Rows of bounding box annotation data:
begin

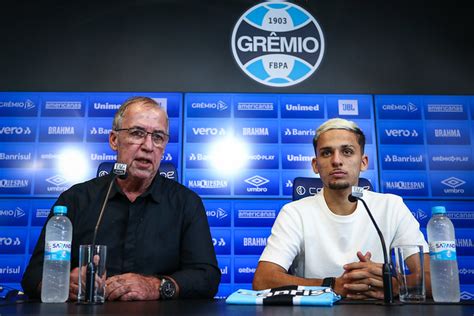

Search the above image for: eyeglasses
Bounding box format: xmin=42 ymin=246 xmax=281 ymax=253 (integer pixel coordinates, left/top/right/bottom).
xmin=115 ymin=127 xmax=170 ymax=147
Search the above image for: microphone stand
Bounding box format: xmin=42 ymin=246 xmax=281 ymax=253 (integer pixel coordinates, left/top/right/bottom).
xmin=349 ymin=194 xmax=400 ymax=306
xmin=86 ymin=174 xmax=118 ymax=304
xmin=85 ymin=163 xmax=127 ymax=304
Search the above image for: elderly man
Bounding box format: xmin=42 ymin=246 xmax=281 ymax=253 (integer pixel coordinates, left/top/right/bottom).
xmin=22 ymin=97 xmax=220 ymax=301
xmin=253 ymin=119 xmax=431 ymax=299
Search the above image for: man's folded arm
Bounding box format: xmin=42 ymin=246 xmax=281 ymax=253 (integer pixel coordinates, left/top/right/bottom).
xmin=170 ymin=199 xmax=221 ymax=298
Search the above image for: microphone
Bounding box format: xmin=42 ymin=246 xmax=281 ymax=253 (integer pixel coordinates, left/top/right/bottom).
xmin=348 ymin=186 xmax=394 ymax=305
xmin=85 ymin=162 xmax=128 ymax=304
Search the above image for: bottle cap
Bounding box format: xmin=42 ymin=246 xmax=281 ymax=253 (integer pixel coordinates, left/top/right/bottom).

end

> _Given task_:
Copy out the records word for word from their beginning through the line containing "xmin=85 ymin=162 xmax=128 ymax=304", including that line. Leave the pictures out.

> _Exercise result_:
Search the above image for: eyeglasses
Bounding box format: xmin=42 ymin=246 xmax=281 ymax=253 (integer pixel coordinates, left/top/right/bottom).
xmin=115 ymin=127 xmax=170 ymax=147
Search the above image for: microphone stand
Bounding box format: xmin=42 ymin=246 xmax=281 ymax=253 (integer pixel coordinates, left/top/right/bottom).
xmin=349 ymin=194 xmax=400 ymax=306
xmin=86 ymin=174 xmax=118 ymax=304
xmin=85 ymin=163 xmax=127 ymax=304
Search the above image for: elderly man
Bounding box format: xmin=42 ymin=246 xmax=281 ymax=253 (integer pixel coordinates, left/top/right/bottom).
xmin=22 ymin=97 xmax=220 ymax=301
xmin=253 ymin=119 xmax=431 ymax=299
Search the above image for: man's folded arm
Bounding box format: xmin=42 ymin=246 xmax=281 ymax=253 (integer pixel coordinates, left/top/right/bottom).
xmin=170 ymin=199 xmax=221 ymax=298
Search the above image for: microphone
Bounding box format: xmin=42 ymin=246 xmax=281 ymax=253 (integer pixel coordinates, left/top/right/bottom).
xmin=348 ymin=186 xmax=394 ymax=305
xmin=85 ymin=162 xmax=128 ymax=304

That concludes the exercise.